Direction: Rewrite all of the data below with every "bbox" swapped for "box", keeping everything else the same.

Listed records:
=-=-=-=-=

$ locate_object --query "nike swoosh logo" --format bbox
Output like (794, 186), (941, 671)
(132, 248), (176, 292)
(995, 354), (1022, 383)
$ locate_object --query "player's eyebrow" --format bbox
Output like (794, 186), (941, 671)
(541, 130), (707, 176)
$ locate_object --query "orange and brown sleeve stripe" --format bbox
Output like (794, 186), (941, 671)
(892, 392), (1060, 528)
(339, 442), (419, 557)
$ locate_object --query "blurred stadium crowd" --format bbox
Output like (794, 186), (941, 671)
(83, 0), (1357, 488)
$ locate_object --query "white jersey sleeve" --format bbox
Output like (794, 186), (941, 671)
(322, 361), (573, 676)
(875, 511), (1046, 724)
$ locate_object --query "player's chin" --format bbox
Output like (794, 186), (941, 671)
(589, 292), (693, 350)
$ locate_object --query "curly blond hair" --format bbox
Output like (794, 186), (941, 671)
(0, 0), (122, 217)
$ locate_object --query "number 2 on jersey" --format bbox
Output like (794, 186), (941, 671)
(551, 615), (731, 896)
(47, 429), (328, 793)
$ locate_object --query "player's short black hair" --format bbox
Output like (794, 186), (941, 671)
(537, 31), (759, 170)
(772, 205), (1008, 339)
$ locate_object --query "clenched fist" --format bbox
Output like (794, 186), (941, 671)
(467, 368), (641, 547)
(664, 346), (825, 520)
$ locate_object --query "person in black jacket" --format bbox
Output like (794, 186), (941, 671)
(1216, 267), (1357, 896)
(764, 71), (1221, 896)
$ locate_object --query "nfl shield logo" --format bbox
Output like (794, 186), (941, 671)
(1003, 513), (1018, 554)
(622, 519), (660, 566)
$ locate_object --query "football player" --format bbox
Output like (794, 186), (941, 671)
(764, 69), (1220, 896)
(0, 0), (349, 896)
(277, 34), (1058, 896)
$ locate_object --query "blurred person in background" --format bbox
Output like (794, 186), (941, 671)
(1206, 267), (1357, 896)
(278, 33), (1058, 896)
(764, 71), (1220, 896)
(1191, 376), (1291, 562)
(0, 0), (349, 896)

=-=-=-=-=

Output of the task:
$ locate_object --query "nike swoosh logo" --format box
Output like (794, 186), (941, 671)
(132, 248), (176, 292)
(995, 354), (1022, 383)
$ locate_object --query "player's eyebrow" --format box
Output like (794, 186), (941, 671)
(541, 130), (707, 176)
$ locate_object --query "orange and brown sleeve stripe" --format box
Output like (794, 186), (941, 671)
(892, 392), (1060, 528)
(339, 442), (419, 557)
$ locate_object --query "blurred stadium crowd" --format box
Output like (794, 186), (941, 671)
(83, 0), (1357, 488)
$ locate_object --query "white jersey sleeve" --format box
Output like (794, 186), (941, 671)
(322, 361), (573, 676)
(875, 511), (1046, 724)
$ locate_object --query "player's chin" --format box
Output like (794, 186), (941, 671)
(589, 292), (693, 350)
$ locate_object --query "curly blond hair" --format box
Output like (794, 186), (941, 671)
(0, 0), (122, 217)
$ locate_object --query "number 2 on jersey" --format box
Output like (794, 186), (941, 671)
(551, 615), (731, 896)
(47, 429), (328, 793)
$ locate_object --query "player's short black hair" --format box
Output like (794, 186), (941, 671)
(537, 31), (759, 170)
(772, 205), (1008, 339)
$ locate_object --query "clenched fist" --format box
Output like (794, 186), (941, 671)
(467, 368), (641, 547)
(664, 346), (825, 520)
$ locate_object --query "person in black jacket" --format box
Output like (794, 186), (941, 671)
(1216, 267), (1357, 896)
(764, 71), (1221, 896)
$ locate_object --query "nfl shield logo" --format box
Output like (794, 186), (941, 671)
(1003, 513), (1018, 554)
(622, 519), (660, 566)
$ locate_object --query "football player" --format box
Output like (794, 186), (941, 671)
(764, 69), (1220, 896)
(0, 0), (349, 896)
(277, 34), (1058, 896)
$ locate_object --query "blurred person in background" --format box
Output like (794, 186), (941, 671)
(1206, 267), (1357, 896)
(278, 33), (1058, 896)
(764, 71), (1220, 896)
(1191, 376), (1291, 562)
(0, 0), (349, 896)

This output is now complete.